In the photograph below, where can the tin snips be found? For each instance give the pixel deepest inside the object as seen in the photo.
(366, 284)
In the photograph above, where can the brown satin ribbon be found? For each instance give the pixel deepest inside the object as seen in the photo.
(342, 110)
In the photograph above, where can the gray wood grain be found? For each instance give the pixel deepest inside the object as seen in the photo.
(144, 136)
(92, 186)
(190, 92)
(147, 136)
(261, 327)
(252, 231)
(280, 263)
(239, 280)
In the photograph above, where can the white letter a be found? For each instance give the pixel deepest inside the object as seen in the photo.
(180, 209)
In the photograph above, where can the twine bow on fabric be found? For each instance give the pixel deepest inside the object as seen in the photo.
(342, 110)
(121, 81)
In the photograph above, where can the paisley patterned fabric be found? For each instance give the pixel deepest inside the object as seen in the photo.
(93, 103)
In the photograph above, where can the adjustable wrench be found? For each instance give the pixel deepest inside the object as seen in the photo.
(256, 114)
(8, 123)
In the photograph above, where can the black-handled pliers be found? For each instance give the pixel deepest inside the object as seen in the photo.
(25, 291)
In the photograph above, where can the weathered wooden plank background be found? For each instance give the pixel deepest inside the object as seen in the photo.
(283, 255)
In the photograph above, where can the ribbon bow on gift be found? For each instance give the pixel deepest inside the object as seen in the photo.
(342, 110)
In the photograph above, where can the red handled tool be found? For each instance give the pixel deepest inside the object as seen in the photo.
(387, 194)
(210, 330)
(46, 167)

● ● ●

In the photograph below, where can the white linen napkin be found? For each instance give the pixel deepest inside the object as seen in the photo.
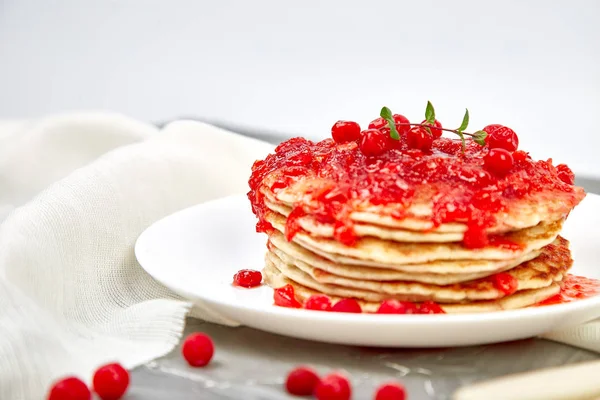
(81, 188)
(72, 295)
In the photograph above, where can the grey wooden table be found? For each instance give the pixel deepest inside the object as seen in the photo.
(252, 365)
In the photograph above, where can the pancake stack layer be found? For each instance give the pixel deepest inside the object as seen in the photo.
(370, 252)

● ● ●

• **Task instructions**: Pick out every row above that contains the word "fabric" and copy each of them. Case counts.

• **Task answer**:
In the photograph above, where can the twine bow on fabric be found? For each instance give the pixel deepest inside the object as seen in the photo.
In the photograph above, where can the paisley patterned fabric be found? For each instance give the pixel deepest inside the object as seen in the photo.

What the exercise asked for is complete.